-------- Provided information --------

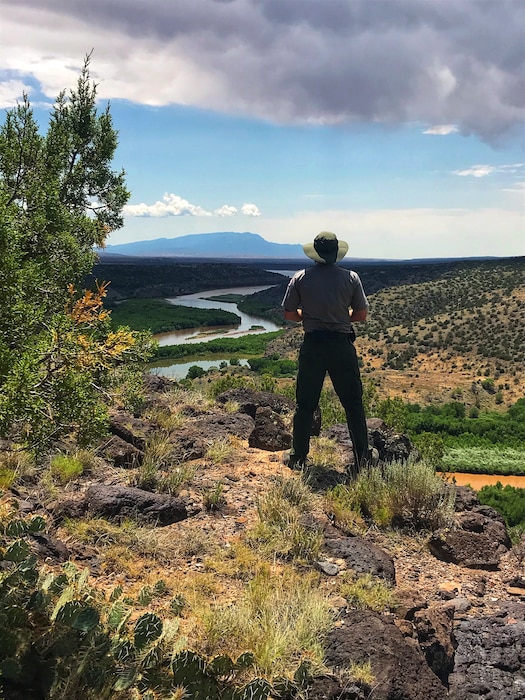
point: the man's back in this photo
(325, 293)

--------
-------- Provided information --------

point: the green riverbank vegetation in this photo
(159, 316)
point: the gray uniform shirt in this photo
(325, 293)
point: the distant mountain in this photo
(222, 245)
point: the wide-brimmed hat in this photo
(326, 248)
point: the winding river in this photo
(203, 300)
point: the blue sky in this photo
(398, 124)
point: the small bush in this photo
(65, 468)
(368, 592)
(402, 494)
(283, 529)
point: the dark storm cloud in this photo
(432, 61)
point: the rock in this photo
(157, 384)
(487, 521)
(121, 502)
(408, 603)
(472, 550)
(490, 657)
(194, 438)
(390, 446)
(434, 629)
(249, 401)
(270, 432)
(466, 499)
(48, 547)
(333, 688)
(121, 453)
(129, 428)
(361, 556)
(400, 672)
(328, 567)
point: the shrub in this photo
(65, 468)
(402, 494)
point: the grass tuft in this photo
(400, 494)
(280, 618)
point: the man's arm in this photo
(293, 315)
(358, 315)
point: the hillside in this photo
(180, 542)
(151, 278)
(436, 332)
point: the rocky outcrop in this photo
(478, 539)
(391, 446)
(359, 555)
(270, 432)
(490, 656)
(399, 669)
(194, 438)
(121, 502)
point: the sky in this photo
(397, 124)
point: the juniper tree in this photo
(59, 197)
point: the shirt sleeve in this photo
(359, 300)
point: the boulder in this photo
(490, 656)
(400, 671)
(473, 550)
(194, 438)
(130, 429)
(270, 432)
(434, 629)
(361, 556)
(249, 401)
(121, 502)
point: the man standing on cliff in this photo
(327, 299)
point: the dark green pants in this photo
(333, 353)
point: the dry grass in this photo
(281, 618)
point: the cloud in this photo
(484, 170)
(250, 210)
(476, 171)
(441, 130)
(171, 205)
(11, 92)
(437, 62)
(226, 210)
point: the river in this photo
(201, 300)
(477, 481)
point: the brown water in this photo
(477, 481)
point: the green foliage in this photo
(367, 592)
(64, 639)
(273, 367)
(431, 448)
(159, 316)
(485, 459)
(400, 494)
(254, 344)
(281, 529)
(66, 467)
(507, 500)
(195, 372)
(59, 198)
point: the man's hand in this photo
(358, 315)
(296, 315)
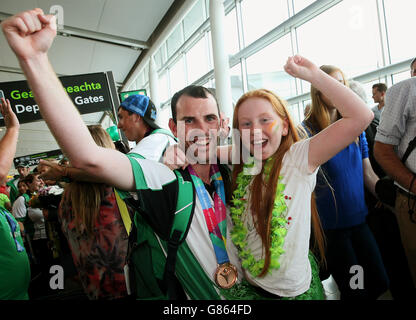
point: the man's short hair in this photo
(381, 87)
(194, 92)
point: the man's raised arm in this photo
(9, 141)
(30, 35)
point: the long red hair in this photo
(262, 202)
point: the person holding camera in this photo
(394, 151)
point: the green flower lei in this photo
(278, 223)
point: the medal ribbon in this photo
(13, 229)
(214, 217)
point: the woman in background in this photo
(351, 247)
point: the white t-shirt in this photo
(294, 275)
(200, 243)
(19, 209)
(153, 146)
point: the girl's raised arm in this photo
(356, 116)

--------

Instructions to follow
Which lines in the material contain the word "hair"? List each of those lines in full.

Completed task
point: the man's short hair in this photo
point: the long red hair in this photo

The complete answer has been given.